Point-based annotation data:
_ _ _ _
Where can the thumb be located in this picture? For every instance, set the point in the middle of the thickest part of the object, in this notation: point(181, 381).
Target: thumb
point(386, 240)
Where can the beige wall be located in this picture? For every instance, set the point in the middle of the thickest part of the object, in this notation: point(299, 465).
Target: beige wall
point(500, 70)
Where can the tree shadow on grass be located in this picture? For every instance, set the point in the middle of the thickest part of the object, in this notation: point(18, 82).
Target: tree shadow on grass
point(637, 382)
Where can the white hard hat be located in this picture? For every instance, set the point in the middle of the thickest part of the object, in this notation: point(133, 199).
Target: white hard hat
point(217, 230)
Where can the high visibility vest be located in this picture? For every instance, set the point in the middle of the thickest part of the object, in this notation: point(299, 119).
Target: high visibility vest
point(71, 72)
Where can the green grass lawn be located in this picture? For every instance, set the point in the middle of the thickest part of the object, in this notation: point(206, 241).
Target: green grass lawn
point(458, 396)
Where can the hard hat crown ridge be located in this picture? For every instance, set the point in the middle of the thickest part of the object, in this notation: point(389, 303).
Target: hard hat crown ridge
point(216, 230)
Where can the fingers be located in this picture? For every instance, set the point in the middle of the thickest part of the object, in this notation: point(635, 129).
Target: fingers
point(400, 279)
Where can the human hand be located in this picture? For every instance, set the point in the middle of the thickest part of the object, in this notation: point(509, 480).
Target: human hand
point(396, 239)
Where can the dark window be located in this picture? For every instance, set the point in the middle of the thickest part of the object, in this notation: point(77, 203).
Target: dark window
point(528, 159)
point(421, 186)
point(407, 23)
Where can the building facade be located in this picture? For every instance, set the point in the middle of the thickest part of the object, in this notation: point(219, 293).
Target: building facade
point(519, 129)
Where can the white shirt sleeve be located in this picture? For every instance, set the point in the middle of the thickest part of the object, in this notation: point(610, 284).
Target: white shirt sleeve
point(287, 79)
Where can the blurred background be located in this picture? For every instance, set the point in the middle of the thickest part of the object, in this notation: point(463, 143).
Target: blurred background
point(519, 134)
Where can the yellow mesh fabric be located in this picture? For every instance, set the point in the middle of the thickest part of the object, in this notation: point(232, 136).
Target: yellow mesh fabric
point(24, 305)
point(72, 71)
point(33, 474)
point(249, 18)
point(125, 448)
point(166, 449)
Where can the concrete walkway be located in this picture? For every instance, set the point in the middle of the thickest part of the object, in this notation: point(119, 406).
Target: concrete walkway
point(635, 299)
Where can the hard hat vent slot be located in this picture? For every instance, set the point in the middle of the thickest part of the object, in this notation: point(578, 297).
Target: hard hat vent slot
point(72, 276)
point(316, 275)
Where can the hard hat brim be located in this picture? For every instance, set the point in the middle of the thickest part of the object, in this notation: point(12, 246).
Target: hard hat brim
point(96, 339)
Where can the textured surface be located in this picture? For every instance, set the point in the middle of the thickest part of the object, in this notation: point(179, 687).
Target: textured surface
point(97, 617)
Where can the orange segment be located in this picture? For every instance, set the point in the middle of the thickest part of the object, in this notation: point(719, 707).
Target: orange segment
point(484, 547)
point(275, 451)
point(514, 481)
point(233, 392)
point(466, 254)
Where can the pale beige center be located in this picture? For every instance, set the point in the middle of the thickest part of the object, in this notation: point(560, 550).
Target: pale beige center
_ _ _ _
Edit the records above so that "thickest part" becomes "widest part" in every one of them, and leave all other text unchanged.

■ Output of the exercise:
Where can the thumb be located in this picture? For every instance, set the point in the middle of the widest part of the object, in this notation: point(181, 381).
Target: thumb
point(386, 240)
Where can the beige wall be located in this picture? For every instance, set the point in the middle of the widest part of the object, in this notation: point(299, 465).
Target: beige wall
point(500, 70)
Where can the tree shadow on grass be located in this picture? For every instance, set the point in the middle of the widest part of the object, in this notation: point(18, 82).
Target: tree shadow on grass
point(637, 382)
Where can the white hard hat be located in this picture? For every instance, set the point in the middle of the widest part of the object, in this notation: point(133, 199).
Target: white hard hat
point(217, 230)
Where can the high visibility vest be located in this picture? For every instance, set the point in the middle of the widest part of the object, in this notation: point(299, 119).
Target: high visibility vest
point(71, 72)
Where can the green grass lawn be located in this picture? For every instance, set the point in the middle of the widest part of the object, in this notation: point(206, 241).
Target: green grass lawn
point(458, 396)
Where can the hard hat crown ridge be located in this picture? For every instance, set the point in the middle of the widest part of the object, in this notation: point(389, 303).
Target: hard hat crown ridge
point(216, 230)
Where can the fingers be located in this picture? For every instance, set the point in the middle of the widest part of the object, in this notation: point(635, 129).
Target: fingers
point(400, 279)
Where can the human hand be located in this picture? For every instance, set the point in the middle of the widest part of the object, in this notation: point(509, 480).
Target: human hand
point(396, 239)
Where can the dark window be located in this picture? For every instance, set the point in the middle of the widest part of the object, in this notation: point(77, 203).
Target: dark window
point(528, 159)
point(421, 186)
point(407, 23)
Where can the building facade be located in this picture? For every instance, set the point in the middle of the widest part of the object, in this notation: point(219, 293).
Target: building facade
point(519, 129)
Where can the white shirt sleeve be located in this picture? For every instance, set the point in the middle of the widest part of the object, in this notation: point(610, 284).
Target: white shirt sleeve
point(287, 79)
Where can the blurred background be located in this picture? For every instance, set the point in the middle of the widest part of the object, in this notation: point(463, 143).
Target: blurred background
point(519, 134)
Where can the yellow mesh fabric be located in this picture? For every instance, set the point in the middle of the widest part of the object, in this notation: point(232, 136).
Target: yellow mesh fabric
point(24, 305)
point(72, 71)
point(33, 474)
point(249, 18)
point(125, 448)
point(166, 449)
Where can the concrete walkway be located in this picture? For every instance, set the point in the middle of the widest part of the object, in this notation: point(119, 406).
Target: concrete walkway
point(635, 299)
Where can the hard hat vent slot be located in this picture? For every instance, set the point in the middle of the widest part of the object, in this notation: point(578, 297).
Target: hard hat vent slot
point(72, 276)
point(316, 275)
Where can the hard hat brim be located in this picture? For every instance, set the point in the middle of the widest part of the object, in this notation: point(12, 246).
Target: hard hat brim
point(96, 339)
Where can the textured surface be located in this picture? For every instance, set the point in the middle of the widest part of the object, in this notation: point(179, 687).
Target: textured surface
point(97, 617)
Where can the orange segment be located in this picture? For every instance, set the point in the middle of the widest part of the object, in this notation: point(719, 707).
Target: orange segment
point(484, 547)
point(275, 451)
point(514, 481)
point(233, 392)
point(466, 254)
Where can the pale beige center be located in this picture? For every instance, set the point in the middle of the widest part of the object, in this notation: point(560, 550).
Target: pale beige center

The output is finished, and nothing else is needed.